◆ WHAT YOU SHOULD DO ◆
Please repeat the records, word for word and without gaps.

◆ EXTRACTED DATA ◆
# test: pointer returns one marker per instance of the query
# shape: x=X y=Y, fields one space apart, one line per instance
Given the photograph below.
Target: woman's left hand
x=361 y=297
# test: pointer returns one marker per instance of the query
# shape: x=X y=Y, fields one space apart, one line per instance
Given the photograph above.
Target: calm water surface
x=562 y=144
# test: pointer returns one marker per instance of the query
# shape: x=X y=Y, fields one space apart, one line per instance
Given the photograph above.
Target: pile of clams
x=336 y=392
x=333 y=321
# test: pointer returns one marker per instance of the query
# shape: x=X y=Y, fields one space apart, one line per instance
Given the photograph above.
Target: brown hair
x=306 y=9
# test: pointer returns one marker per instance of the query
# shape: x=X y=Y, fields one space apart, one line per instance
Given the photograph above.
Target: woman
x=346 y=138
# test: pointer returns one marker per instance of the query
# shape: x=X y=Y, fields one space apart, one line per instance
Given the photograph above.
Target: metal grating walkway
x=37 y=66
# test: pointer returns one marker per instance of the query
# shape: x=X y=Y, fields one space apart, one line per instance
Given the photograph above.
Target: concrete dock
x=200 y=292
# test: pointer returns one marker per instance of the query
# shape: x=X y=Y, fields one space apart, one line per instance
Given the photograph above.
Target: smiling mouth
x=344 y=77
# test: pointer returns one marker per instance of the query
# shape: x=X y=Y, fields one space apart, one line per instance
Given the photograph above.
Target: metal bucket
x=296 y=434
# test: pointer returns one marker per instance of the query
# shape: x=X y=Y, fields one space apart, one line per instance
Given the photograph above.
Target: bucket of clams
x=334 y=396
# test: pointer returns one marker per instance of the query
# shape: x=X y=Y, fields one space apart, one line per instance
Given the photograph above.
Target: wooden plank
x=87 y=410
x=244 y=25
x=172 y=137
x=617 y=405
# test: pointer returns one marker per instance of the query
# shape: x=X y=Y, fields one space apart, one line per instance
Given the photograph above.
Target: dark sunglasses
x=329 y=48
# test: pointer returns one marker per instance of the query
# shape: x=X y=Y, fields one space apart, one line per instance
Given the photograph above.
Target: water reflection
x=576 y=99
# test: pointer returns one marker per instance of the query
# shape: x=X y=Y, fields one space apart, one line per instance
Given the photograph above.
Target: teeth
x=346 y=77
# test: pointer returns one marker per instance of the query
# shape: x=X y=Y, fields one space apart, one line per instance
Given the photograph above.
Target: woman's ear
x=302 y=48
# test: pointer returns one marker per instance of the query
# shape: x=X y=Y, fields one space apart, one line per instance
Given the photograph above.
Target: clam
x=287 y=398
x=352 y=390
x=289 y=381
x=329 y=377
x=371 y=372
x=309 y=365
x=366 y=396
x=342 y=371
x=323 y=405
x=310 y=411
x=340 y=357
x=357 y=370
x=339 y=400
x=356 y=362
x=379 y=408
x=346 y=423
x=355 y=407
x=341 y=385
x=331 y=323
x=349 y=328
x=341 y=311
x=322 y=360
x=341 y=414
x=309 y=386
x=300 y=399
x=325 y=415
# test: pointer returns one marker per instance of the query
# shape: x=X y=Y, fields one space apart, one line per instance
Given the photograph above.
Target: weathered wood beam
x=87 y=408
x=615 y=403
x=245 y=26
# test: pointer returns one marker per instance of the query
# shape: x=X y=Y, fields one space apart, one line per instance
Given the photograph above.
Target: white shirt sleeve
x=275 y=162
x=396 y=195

◆ RESULT OF THIS EXERCISE ◆
# test: pointer returns one marker per instance of the query
# shape: x=X y=Y, fields one space apart, one line per instance
Given the photograph below.
Target: woman's left hand
x=361 y=297
# test: pointer returns one marker per instance of the query
# shape: x=X y=Y, fields one space apart, one line per instance
Given the photograph above.
Target: calm water surface
x=562 y=144
# test: pointer returns one marker per instance of the query
# shape: x=X y=Y, fields one space apart, one line per instance
Given the photograph above.
Target: pile of clams
x=336 y=392
x=333 y=321
# test: pointer returns one marker per instance of the query
# shape: x=X y=Y, fields one space apart, one line per instance
Given the photograph above.
Target: brown hair
x=306 y=9
# test: pointer returns one marker per instance of the query
# shape: x=X y=Y, fields one space apart, one line per instance
Given the photograph above.
Target: woman
x=346 y=138
# test: pointer returns one marker per instance of the query
# shape: x=X y=Y, fields one space apart, one line per instance
Given the photograph above.
Target: metal grating walkway
x=37 y=66
# test: pointer returns one marker per instance of the query
# shape: x=X y=Y, fields one space apart, one line per instance
Given the photograph above.
Target: concrete dock
x=200 y=292
# test: pointer returns one marker per instance of the query
# shape: x=X y=Y, fields one space apart, one line per instance
Given the photograph above.
Target: smiling mouth
x=344 y=77
# test: pointer returns one marker per instance of the query
# shape: x=X y=Y, fields one space apart, one line per instance
Given the photograph above.
Target: metal bucket
x=296 y=434
# test: pointer returns one marker per instance of the query
# shape: x=X y=Y, fields one space apart, one line per instance
Given the photograph above.
Target: bucket of clams
x=334 y=396
# test: pointer returns one marker per instance of the query
# shape: x=X y=Y, fields one space apart, one line per instance
Given the photograph above.
Target: wooden plank
x=87 y=410
x=244 y=25
x=172 y=137
x=617 y=405
# test: pointer returns one marker per instance of the query
# shape: x=X y=Y, fields one space apart, one line per instance
Given the photograph above.
Target: dark sunglasses
x=329 y=48
# test: pointer returns one marker per instance of the query
# shape: x=X y=Y, fields one space apart, one line per instance
Given the photograph above.
Target: water reflection
x=576 y=99
# test: pointer returns one marker per instance of the query
# shape: x=X y=Y, fields one space apart, one line per instance
Given the photograph above.
Target: teeth
x=346 y=77
# test: pointer returns one marker per instance of the query
# shape: x=X y=Y, fields one space apart, one line per instance
Given the photograph above.
Target: woman's ear
x=302 y=48
# test: pointer returns one marker per instance of the query
# shape: x=X y=Y, fields one space apart, one line per instance
Given the photograph above.
Target: clam
x=287 y=398
x=352 y=390
x=289 y=381
x=329 y=377
x=371 y=372
x=309 y=365
x=366 y=396
x=342 y=371
x=323 y=405
x=310 y=411
x=340 y=357
x=357 y=370
x=339 y=400
x=356 y=362
x=379 y=408
x=346 y=423
x=355 y=407
x=341 y=385
x=331 y=323
x=349 y=328
x=341 y=311
x=322 y=360
x=341 y=414
x=309 y=386
x=300 y=399
x=325 y=415
# test: pointer returns one marker per instance of the query
# shape: x=X y=Y, fields one space apart, one line per instance
Given the photograph above.
Target: weathered wood beam
x=87 y=408
x=615 y=403
x=245 y=26
# test: pointer returns one marker per instance of the query
# shape: x=X y=Y, fields one space apart, one line per instance
Given the photograph above.
Target: white shirt sleeve
x=275 y=162
x=396 y=195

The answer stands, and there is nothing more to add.